## Goal
Reproduce the rows from the line containing "At your convenience, could you detect the dark object" through the line containing "207, 335, 234, 420", replacing "dark object on snow" with "dark shape on snow" and leaving everything else unchanged. Return only those lines.

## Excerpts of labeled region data

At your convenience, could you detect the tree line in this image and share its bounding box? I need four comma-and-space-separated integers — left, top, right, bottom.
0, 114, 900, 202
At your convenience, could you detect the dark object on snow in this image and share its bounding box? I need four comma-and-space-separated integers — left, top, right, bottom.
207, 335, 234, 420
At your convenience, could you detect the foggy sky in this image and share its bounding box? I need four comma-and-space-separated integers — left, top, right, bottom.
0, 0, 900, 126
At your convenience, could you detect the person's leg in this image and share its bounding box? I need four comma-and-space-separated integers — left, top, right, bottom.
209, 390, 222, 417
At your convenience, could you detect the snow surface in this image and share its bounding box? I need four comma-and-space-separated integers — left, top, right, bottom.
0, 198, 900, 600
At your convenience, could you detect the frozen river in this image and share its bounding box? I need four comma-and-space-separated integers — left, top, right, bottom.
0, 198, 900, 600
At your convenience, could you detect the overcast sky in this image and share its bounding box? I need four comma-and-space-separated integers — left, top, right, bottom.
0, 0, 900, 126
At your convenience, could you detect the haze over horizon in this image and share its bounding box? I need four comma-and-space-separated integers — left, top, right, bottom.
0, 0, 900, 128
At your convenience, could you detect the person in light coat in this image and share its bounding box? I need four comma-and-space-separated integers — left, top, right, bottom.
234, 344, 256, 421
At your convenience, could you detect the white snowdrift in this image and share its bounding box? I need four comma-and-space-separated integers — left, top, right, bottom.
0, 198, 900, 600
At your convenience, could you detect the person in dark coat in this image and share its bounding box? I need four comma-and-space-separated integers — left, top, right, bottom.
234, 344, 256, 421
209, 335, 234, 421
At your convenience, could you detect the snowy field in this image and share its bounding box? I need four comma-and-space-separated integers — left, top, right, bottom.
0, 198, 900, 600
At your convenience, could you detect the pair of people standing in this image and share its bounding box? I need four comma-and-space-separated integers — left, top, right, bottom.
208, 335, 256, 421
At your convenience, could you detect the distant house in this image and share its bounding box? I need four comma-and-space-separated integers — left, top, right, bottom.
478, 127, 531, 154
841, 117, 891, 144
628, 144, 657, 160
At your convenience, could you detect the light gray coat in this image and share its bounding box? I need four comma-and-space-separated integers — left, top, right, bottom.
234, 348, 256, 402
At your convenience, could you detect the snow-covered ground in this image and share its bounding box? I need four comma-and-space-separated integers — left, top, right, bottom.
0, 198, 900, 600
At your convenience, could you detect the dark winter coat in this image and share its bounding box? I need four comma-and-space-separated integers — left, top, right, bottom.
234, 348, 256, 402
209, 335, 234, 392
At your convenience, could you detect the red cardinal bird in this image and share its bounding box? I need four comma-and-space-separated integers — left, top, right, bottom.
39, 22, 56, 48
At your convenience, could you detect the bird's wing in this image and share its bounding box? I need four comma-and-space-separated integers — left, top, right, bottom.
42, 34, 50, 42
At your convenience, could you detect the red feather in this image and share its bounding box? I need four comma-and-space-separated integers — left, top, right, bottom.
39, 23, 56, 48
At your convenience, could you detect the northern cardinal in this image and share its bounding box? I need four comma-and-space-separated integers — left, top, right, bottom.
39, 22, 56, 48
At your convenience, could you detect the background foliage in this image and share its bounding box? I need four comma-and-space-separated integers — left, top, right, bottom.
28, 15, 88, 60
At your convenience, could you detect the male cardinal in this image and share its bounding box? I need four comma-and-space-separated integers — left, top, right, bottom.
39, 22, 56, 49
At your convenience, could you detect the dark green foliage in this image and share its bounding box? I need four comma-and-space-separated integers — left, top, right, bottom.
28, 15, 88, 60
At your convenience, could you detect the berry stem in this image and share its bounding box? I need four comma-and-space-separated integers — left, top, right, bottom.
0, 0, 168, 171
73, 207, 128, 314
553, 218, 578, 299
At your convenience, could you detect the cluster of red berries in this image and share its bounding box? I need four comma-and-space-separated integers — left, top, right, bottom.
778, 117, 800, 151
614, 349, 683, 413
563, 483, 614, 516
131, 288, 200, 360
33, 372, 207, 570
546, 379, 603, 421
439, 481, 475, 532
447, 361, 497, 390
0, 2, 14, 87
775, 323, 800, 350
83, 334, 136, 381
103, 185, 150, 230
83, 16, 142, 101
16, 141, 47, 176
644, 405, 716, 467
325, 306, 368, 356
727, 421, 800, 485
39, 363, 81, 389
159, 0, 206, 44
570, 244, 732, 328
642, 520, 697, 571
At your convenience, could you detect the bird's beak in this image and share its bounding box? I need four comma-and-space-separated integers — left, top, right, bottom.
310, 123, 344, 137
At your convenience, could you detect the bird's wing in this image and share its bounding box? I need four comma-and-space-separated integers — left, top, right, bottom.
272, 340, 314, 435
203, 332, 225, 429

## Finished exercise
At your convenience, could you detect the dark shape on snow in this image and share its bounding box? I need four comma-and-space-separated integers — left, top, right, bottom.
207, 335, 234, 420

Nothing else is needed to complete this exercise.